| WHAT IS NEEDED |
For the data that follows, report how many lines include the string "skirt", and write the number alone.

= = = = =

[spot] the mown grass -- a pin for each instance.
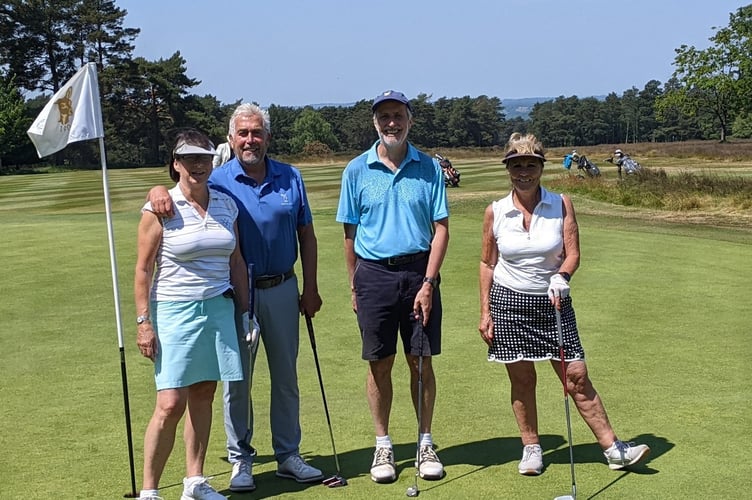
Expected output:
(660, 299)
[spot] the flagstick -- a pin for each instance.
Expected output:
(115, 288)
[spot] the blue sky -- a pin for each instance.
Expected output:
(297, 52)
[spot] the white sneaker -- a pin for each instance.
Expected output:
(242, 479)
(296, 468)
(382, 467)
(622, 454)
(428, 463)
(532, 460)
(200, 490)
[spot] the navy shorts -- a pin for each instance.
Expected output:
(385, 295)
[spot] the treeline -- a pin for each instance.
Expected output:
(143, 101)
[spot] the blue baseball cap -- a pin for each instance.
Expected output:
(391, 95)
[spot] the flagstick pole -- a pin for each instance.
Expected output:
(116, 290)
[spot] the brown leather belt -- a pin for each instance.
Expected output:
(263, 282)
(400, 260)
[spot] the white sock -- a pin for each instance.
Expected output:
(190, 481)
(426, 439)
(383, 441)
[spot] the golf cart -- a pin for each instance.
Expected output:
(624, 162)
(583, 163)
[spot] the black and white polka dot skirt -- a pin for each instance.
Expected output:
(525, 328)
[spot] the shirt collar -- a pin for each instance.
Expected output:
(373, 155)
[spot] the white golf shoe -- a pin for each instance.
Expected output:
(382, 467)
(622, 454)
(429, 465)
(532, 460)
(200, 490)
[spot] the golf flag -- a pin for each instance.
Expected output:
(73, 114)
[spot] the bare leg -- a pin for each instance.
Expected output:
(379, 393)
(160, 434)
(198, 426)
(523, 379)
(587, 401)
(429, 390)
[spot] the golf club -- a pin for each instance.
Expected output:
(252, 338)
(336, 480)
(413, 490)
(573, 496)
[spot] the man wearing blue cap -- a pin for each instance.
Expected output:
(396, 221)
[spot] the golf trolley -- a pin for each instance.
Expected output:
(624, 162)
(583, 164)
(451, 175)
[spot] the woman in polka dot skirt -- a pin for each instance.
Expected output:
(530, 250)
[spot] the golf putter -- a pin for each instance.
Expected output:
(559, 331)
(252, 338)
(337, 479)
(413, 490)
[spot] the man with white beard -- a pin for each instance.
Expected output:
(396, 222)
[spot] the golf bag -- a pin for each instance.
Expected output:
(451, 175)
(583, 163)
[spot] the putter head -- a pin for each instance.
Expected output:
(334, 481)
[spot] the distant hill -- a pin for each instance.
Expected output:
(514, 108)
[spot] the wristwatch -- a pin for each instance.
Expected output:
(430, 281)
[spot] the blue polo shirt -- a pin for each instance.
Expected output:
(269, 213)
(394, 211)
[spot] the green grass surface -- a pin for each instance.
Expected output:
(661, 306)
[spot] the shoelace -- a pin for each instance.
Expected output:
(383, 456)
(203, 487)
(243, 467)
(530, 451)
(297, 463)
(427, 454)
(622, 448)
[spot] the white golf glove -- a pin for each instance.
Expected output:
(252, 330)
(558, 287)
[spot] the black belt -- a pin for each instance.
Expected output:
(274, 280)
(400, 260)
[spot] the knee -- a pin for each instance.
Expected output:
(170, 406)
(382, 368)
(202, 392)
(523, 379)
(578, 381)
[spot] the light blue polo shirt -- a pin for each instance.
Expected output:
(394, 211)
(269, 214)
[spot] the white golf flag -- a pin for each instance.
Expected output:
(73, 114)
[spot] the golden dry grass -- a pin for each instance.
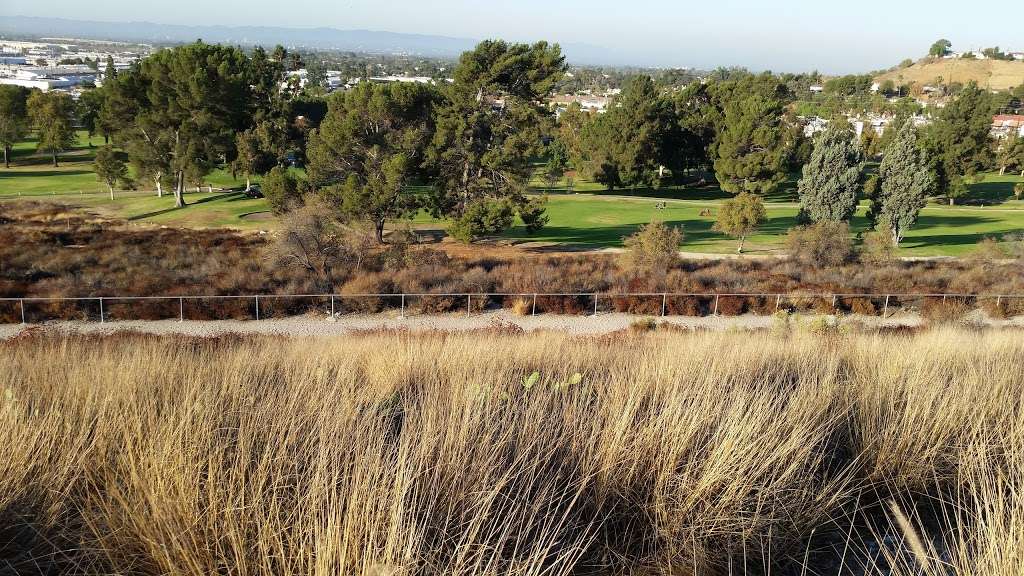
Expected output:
(994, 75)
(392, 454)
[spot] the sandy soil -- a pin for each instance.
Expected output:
(583, 325)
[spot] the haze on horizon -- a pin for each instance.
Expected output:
(790, 36)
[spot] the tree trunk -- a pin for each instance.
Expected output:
(179, 190)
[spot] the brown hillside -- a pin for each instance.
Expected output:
(995, 75)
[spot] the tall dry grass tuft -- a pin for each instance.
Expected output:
(393, 454)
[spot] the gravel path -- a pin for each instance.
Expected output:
(318, 326)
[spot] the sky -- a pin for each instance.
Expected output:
(780, 35)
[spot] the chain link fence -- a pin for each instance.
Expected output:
(261, 306)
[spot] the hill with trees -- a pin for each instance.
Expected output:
(991, 74)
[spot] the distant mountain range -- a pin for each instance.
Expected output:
(315, 38)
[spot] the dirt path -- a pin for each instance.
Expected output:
(318, 326)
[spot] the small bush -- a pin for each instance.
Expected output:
(282, 191)
(652, 249)
(534, 215)
(949, 311)
(643, 325)
(878, 248)
(820, 245)
(481, 218)
(521, 306)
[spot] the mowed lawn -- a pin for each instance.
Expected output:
(590, 218)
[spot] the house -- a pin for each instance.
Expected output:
(1006, 124)
(47, 78)
(587, 103)
(813, 125)
(12, 58)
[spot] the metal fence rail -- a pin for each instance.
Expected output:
(399, 300)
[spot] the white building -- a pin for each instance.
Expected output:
(47, 78)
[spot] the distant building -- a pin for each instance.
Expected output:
(586, 101)
(12, 59)
(47, 78)
(1006, 124)
(813, 125)
(407, 79)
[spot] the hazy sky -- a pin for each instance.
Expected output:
(784, 35)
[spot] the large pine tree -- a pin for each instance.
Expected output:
(832, 177)
(905, 180)
(752, 145)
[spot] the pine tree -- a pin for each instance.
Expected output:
(51, 113)
(740, 216)
(752, 148)
(110, 168)
(832, 178)
(904, 183)
(492, 122)
(13, 118)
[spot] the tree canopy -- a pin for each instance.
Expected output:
(491, 122)
(905, 180)
(52, 114)
(832, 177)
(371, 146)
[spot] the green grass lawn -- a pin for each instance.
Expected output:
(592, 217)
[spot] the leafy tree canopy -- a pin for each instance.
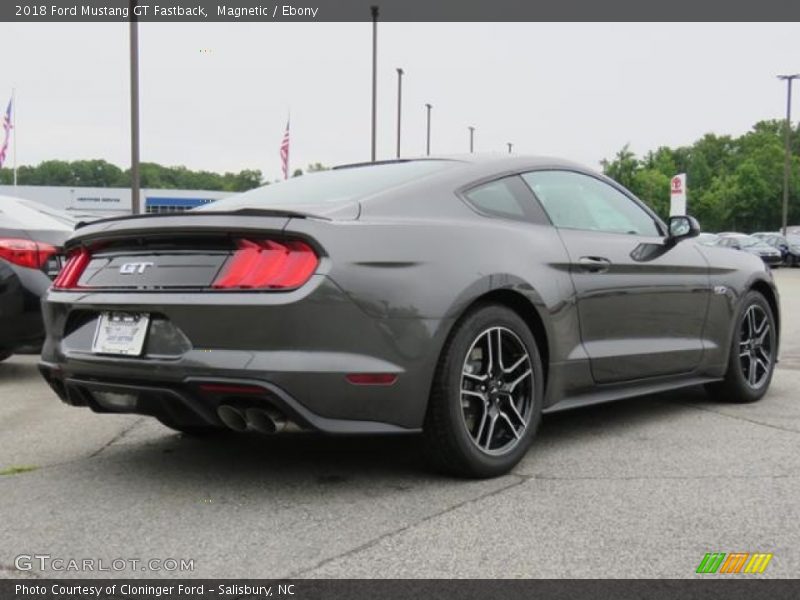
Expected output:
(733, 183)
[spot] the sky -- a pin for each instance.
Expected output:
(216, 96)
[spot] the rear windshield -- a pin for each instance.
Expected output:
(324, 187)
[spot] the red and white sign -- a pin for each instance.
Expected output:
(677, 203)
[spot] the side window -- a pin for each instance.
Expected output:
(507, 198)
(577, 201)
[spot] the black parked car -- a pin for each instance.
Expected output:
(751, 245)
(460, 298)
(788, 246)
(31, 239)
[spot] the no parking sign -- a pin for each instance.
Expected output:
(677, 204)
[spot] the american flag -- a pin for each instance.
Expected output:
(7, 126)
(285, 152)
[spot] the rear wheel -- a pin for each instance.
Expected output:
(486, 400)
(193, 429)
(752, 354)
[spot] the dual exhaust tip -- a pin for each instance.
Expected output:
(263, 420)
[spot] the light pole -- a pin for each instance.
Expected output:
(787, 167)
(134, 40)
(399, 106)
(374, 11)
(428, 137)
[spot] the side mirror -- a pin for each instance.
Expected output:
(682, 227)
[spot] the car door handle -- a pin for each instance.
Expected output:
(594, 264)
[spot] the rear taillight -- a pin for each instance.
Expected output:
(73, 269)
(26, 253)
(265, 264)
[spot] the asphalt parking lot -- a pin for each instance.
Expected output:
(640, 488)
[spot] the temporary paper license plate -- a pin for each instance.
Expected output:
(120, 333)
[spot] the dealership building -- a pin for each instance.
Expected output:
(88, 202)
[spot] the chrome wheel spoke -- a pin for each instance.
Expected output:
(522, 361)
(511, 427)
(512, 386)
(752, 372)
(764, 355)
(490, 434)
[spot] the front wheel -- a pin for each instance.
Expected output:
(486, 400)
(753, 353)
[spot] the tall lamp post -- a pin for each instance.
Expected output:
(134, 40)
(399, 106)
(787, 168)
(374, 10)
(428, 136)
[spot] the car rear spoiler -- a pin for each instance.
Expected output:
(255, 212)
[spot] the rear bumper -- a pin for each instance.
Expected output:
(21, 290)
(297, 347)
(188, 402)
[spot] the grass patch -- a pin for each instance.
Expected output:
(17, 470)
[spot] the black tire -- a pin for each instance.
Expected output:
(741, 384)
(453, 432)
(193, 430)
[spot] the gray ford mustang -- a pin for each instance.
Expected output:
(456, 297)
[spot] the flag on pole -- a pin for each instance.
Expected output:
(285, 152)
(7, 126)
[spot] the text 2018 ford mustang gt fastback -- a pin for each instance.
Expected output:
(456, 297)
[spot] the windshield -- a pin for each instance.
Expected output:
(330, 187)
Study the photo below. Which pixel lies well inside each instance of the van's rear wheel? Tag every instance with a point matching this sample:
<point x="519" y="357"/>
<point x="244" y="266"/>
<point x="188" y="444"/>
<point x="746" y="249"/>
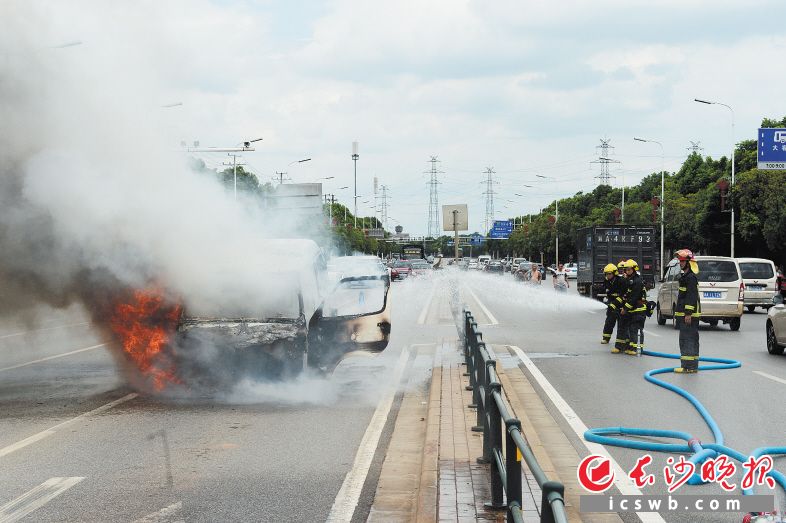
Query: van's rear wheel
<point x="659" y="316"/>
<point x="772" y="342"/>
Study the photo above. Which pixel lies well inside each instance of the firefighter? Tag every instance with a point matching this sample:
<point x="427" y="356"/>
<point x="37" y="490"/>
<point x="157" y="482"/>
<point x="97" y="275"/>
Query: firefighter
<point x="634" y="307"/>
<point x="612" y="285"/>
<point x="623" y="320"/>
<point x="688" y="312"/>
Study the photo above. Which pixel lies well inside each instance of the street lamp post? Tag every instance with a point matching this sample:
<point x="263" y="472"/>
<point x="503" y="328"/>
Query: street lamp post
<point x="733" y="147"/>
<point x="556" y="222"/>
<point x="355" y="157"/>
<point x="662" y="193"/>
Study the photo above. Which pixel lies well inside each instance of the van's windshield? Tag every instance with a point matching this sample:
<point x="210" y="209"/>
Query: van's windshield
<point x="756" y="270"/>
<point x="717" y="270"/>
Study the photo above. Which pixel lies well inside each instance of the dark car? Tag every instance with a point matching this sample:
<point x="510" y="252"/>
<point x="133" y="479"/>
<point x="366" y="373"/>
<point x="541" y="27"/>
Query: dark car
<point x="420" y="268"/>
<point x="495" y="267"/>
<point x="400" y="269"/>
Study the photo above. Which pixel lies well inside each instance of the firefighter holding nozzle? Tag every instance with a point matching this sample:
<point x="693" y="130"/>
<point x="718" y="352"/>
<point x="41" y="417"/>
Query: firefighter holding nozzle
<point x="688" y="312"/>
<point x="614" y="286"/>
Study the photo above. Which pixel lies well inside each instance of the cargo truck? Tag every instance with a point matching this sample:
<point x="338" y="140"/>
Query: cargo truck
<point x="600" y="245"/>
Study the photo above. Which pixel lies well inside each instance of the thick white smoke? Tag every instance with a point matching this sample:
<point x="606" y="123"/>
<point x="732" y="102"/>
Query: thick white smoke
<point x="93" y="183"/>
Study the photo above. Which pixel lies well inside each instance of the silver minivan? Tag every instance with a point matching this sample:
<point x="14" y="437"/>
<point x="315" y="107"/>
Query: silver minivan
<point x="721" y="291"/>
<point x="760" y="278"/>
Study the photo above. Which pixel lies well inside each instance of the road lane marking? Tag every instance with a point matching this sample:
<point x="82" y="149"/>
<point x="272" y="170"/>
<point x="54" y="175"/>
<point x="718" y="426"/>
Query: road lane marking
<point x="44" y="329"/>
<point x="486" y="311"/>
<point x="51" y="430"/>
<point x="347" y="498"/>
<point x="36" y="498"/>
<point x="56" y="356"/>
<point x="770" y="376"/>
<point x="165" y="515"/>
<point x="427" y="306"/>
<point x="627" y="488"/>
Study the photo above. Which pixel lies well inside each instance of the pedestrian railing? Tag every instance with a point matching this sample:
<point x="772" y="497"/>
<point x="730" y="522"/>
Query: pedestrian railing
<point x="493" y="412"/>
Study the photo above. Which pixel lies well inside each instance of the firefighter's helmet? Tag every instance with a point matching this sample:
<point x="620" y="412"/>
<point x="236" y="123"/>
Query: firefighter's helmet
<point x="687" y="255"/>
<point x="684" y="255"/>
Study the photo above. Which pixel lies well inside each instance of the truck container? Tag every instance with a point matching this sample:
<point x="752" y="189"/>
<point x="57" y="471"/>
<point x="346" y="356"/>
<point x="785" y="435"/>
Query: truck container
<point x="603" y="244"/>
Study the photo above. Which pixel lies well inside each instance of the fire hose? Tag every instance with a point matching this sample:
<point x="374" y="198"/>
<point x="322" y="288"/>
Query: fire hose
<point x="700" y="451"/>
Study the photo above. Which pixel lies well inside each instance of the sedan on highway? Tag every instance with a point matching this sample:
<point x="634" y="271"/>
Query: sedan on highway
<point x="420" y="268"/>
<point x="495" y="267"/>
<point x="400" y="269"/>
<point x="776" y="326"/>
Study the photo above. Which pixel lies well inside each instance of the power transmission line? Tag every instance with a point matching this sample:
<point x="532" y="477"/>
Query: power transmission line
<point x="604" y="178"/>
<point x="433" y="202"/>
<point x="694" y="147"/>
<point x="489" y="172"/>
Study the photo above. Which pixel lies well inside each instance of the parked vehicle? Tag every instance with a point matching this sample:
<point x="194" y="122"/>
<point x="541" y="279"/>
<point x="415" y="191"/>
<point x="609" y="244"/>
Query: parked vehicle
<point x="760" y="278"/>
<point x="600" y="245"/>
<point x="721" y="291"/>
<point x="776" y="326"/>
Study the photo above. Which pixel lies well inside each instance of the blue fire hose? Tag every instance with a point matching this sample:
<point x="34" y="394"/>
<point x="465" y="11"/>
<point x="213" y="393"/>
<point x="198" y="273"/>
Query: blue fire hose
<point x="701" y="451"/>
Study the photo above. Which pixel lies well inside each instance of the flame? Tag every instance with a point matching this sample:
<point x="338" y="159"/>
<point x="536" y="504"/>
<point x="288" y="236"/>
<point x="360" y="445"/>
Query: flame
<point x="144" y="326"/>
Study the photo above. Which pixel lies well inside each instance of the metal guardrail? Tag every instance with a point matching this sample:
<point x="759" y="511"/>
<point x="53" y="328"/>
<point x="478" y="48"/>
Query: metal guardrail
<point x="493" y="412"/>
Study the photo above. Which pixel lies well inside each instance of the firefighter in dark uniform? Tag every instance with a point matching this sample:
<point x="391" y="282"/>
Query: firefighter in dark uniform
<point x="634" y="306"/>
<point x="688" y="312"/>
<point x="612" y="285"/>
<point x="623" y="320"/>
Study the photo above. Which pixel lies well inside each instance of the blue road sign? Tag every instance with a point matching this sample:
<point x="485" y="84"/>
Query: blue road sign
<point x="501" y="229"/>
<point x="476" y="239"/>
<point x="772" y="149"/>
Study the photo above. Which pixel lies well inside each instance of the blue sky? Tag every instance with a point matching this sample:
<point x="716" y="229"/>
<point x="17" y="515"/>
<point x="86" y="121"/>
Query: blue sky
<point x="526" y="87"/>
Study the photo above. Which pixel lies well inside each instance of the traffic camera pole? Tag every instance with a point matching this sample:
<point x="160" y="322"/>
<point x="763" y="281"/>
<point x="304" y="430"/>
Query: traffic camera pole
<point x="455" y="236"/>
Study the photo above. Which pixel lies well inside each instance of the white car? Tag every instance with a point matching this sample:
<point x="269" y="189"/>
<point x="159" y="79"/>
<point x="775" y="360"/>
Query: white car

= = = = =

| RESPONSE BELOW |
2